» **GIVEN ENTRIES**:
-*-*-

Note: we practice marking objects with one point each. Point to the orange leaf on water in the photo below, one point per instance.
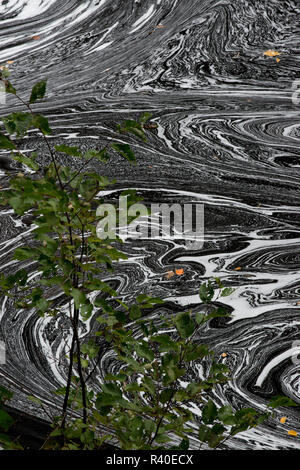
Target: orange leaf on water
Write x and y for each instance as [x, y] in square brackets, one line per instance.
[169, 274]
[179, 272]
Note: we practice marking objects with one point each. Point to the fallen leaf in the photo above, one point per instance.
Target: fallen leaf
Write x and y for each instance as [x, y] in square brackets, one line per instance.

-*-*-

Reproduce verbatim everything from the line containing "above, one point per instance." down to the end of the items, both ends included.

» **TASK RESULT**:
Note: we practice marking objects with one point each. Point to the fallen leaf in the photo above, one point per instance.
Target: fallen leaf
Write x and y for each instance as [x, y] in square brackets, one line per instance.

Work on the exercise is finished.